TASK DETAILS: Output the records below as a JSON list of strings, one string per line, starting at the line that contains "of the tree" and ending at the final line of the records, with both ends included and blank lines left out.

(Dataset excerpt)
• • •

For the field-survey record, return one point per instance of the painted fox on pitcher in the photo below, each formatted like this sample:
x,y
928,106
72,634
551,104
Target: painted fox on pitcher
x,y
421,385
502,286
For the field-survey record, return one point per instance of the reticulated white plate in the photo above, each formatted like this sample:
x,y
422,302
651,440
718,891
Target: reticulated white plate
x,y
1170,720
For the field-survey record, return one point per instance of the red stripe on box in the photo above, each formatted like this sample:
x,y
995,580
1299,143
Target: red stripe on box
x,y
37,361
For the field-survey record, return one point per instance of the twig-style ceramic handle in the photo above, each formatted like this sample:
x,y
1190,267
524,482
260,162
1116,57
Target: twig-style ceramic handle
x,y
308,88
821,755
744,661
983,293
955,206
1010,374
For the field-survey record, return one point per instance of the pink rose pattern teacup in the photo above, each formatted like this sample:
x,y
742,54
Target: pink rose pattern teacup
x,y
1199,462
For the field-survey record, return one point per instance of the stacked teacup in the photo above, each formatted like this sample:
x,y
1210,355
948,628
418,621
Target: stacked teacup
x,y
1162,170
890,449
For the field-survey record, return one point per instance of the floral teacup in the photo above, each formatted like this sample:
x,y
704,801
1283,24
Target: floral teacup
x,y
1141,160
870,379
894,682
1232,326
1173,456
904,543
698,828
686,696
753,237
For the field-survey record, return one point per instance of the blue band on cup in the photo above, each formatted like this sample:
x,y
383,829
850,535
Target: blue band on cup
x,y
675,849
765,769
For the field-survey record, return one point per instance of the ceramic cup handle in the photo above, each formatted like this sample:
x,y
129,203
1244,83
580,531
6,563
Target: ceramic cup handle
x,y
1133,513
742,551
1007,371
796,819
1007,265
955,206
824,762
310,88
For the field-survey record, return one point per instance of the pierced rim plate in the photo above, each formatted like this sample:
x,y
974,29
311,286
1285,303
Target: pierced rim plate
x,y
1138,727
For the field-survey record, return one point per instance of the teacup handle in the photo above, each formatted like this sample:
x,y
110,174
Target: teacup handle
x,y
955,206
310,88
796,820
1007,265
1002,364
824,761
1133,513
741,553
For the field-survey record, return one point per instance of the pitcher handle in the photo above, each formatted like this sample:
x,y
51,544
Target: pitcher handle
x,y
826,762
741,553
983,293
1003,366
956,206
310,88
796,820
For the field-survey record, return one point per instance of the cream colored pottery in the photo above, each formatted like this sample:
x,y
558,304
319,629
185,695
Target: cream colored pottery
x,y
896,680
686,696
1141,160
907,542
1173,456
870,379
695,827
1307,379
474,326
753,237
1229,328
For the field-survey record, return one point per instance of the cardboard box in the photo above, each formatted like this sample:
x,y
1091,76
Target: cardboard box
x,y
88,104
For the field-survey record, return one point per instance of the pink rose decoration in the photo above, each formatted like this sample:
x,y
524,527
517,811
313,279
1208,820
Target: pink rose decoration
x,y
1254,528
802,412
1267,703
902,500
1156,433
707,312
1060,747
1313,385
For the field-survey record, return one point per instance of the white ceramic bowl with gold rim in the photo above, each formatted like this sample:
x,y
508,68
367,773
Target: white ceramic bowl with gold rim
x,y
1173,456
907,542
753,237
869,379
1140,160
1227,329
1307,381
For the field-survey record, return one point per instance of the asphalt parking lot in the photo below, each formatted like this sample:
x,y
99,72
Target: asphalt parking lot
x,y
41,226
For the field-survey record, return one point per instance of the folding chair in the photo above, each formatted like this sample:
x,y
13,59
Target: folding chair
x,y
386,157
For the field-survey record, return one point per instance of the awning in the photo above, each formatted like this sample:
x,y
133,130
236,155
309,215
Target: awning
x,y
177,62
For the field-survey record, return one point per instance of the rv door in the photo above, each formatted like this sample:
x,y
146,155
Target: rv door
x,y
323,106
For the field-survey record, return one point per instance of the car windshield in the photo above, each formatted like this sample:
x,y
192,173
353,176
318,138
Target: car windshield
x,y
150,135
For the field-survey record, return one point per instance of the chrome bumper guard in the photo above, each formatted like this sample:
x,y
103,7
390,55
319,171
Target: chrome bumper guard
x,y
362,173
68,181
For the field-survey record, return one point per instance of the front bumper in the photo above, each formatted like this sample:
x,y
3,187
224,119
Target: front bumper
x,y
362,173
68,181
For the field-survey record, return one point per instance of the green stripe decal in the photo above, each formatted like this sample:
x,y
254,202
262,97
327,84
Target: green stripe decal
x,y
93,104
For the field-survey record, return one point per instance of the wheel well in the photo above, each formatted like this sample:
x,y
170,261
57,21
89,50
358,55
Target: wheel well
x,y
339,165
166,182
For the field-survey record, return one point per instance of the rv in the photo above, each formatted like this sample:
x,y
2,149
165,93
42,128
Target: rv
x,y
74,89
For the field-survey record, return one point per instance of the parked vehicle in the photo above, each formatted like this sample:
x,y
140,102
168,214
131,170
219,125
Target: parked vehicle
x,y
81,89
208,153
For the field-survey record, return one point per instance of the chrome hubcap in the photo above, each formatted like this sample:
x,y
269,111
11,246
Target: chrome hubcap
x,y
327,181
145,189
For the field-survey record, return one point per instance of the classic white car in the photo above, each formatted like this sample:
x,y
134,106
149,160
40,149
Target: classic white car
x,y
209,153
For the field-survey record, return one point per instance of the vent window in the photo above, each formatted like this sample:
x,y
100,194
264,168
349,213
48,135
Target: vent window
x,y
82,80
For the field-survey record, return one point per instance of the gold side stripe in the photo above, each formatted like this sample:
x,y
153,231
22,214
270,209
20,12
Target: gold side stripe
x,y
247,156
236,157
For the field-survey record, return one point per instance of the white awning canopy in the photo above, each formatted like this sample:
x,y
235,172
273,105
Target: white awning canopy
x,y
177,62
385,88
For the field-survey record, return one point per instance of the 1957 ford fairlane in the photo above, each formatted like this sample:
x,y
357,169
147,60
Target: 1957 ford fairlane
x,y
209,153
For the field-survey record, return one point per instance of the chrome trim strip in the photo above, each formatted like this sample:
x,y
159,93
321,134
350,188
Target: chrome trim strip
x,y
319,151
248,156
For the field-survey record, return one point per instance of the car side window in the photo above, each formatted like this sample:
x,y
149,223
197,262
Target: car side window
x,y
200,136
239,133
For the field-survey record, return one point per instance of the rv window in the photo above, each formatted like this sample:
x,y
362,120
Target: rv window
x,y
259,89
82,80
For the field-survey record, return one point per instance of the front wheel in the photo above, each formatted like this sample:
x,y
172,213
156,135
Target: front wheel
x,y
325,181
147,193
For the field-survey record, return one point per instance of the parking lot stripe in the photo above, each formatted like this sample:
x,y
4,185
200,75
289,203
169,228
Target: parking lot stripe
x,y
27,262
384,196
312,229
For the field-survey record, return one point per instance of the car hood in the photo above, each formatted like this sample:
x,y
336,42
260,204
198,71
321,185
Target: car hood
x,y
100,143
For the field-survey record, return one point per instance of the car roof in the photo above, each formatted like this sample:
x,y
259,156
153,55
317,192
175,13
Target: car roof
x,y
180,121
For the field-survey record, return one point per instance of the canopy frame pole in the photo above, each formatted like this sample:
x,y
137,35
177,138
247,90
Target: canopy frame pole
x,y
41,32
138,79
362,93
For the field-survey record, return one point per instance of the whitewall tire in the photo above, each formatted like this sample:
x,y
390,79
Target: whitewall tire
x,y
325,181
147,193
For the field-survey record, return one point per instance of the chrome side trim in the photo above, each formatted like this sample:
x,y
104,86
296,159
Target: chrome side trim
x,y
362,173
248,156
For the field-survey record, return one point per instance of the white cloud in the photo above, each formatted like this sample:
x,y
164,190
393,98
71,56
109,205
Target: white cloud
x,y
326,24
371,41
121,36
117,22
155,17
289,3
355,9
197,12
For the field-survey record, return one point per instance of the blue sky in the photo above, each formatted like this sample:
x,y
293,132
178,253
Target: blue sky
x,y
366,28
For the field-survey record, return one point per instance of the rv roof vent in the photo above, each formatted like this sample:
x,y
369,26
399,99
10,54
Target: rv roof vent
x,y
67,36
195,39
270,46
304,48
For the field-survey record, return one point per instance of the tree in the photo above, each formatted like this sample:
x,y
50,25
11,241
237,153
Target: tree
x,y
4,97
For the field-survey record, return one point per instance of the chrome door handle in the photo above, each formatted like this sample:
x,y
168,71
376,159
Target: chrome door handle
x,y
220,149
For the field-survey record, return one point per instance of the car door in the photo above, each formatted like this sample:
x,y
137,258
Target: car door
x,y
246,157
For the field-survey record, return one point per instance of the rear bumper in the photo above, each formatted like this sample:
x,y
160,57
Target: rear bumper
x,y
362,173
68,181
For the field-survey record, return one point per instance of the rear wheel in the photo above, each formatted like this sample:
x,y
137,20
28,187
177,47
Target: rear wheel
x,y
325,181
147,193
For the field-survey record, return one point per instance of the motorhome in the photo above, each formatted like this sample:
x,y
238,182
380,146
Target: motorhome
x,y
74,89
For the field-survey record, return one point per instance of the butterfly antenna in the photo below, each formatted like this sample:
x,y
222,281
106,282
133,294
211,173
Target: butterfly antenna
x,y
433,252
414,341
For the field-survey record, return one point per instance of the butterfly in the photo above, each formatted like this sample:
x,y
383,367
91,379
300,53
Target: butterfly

• • •

ANSWER TO THE TASK:
[
  "For the field-survey record, return one point per instance of the tree in the photo above, each formatted like this sample:",
  "x,y",
  "50,25",
  "11,241",
  "237,153",
  "Target: tree",
  "x,y",
  "4,97",
  "For the field-survey record, return one point per instance of the chrome door handle in the photo above, each formatted like this sample:",
  "x,y",
  "168,71",
  "376,159",
  "Target: chrome door handle",
  "x,y",
  "220,149",
  "For the field-survey record, return one point per instance of the car door in the photo above, each formatted like this sample:",
  "x,y",
  "137,258",
  "Target: car door",
  "x,y",
  "246,157",
  "For the field-survey record, return one point per instance of the rear bumper in the photo above, each formatted like this sample:",
  "x,y",
  "160,57",
  "Target: rear bumper",
  "x,y",
  "362,173",
  "68,181",
  "For the field-survey record, return one point per instance of the rear wheel in the photo above, each formatted like this sample:",
  "x,y",
  "137,20",
  "28,187",
  "177,47",
  "Target: rear wheel",
  "x,y",
  "325,181",
  "147,193",
  "For the field-survey record, return one point per instance of the motorhome in the photo above, each formatted like this sample:",
  "x,y",
  "238,182",
  "380,146",
  "Target: motorhome",
  "x,y",
  "74,89",
  "For the field-survey record, return one point per instance of the butterfly antenna in the photo below, each formatted like this sample:",
  "x,y",
  "222,281",
  "106,282",
  "133,294",
  "211,173",
  "Target: butterfly antenna",
  "x,y",
  "433,252",
  "414,341",
  "For the field-survey record, return one point per instance of the butterfly in the photo above, each formatted like this sample:",
  "x,y",
  "383,367",
  "91,379",
  "300,53",
  "Target: butterfly"
]